Set exercise
Rewrite every line of the data below as a JSON list of strings, one string per line, and leave out the blank lines.

----------------------------------------

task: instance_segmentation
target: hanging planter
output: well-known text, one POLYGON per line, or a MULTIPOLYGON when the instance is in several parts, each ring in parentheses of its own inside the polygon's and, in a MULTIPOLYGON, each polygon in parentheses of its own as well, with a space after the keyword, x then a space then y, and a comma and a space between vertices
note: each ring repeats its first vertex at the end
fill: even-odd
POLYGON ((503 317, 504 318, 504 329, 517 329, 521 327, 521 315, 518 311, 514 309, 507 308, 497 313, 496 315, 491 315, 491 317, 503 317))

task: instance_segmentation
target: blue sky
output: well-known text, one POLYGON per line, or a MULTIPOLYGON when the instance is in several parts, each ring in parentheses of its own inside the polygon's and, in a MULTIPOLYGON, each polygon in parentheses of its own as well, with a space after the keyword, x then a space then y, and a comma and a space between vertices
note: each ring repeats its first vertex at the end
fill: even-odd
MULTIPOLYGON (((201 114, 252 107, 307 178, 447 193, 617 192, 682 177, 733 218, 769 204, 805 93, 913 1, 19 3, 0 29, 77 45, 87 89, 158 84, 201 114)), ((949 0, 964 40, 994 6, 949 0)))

----------------------------------------

Result
[
  "task: instance_segmentation",
  "target: hanging planter",
  "output: well-known text, one POLYGON per line, or a MULTIPOLYGON when the instance is in several parts, each ring in parentheses of its own inside the polygon's and, in a MULTIPOLYGON, each polygon in parentheses of its own as well, with a space after the keyword, x then a space then y, and a comma and a space between vertices",
  "note: each ring repeats its first vertex at the end",
  "fill: even-odd",
  "POLYGON ((503 317, 504 318, 504 329, 517 329, 521 327, 521 315, 518 311, 514 309, 507 308, 497 313, 496 315, 491 315, 491 317, 503 317))",
  "task: instance_segmentation",
  "target: blue sky",
  "output: well-known text, one POLYGON per line, or a MULTIPOLYGON when the instance is in several parts, each ring in parentheses of its own inside the polygon's and, in a MULTIPOLYGON, each polygon in parentheses of its own as well, with a space after the keyword, x then a space then y, and a comma and a space between vertices",
  "note: each ring repeats its first vertex at the end",
  "fill: even-odd",
  "MULTIPOLYGON (((201 114, 252 107, 307 178, 447 193, 617 192, 682 177, 733 218, 769 204, 805 93, 913 1, 19 3, 0 29, 77 45, 87 89, 158 84, 201 114)), ((949 0, 964 40, 994 6, 949 0)))"
]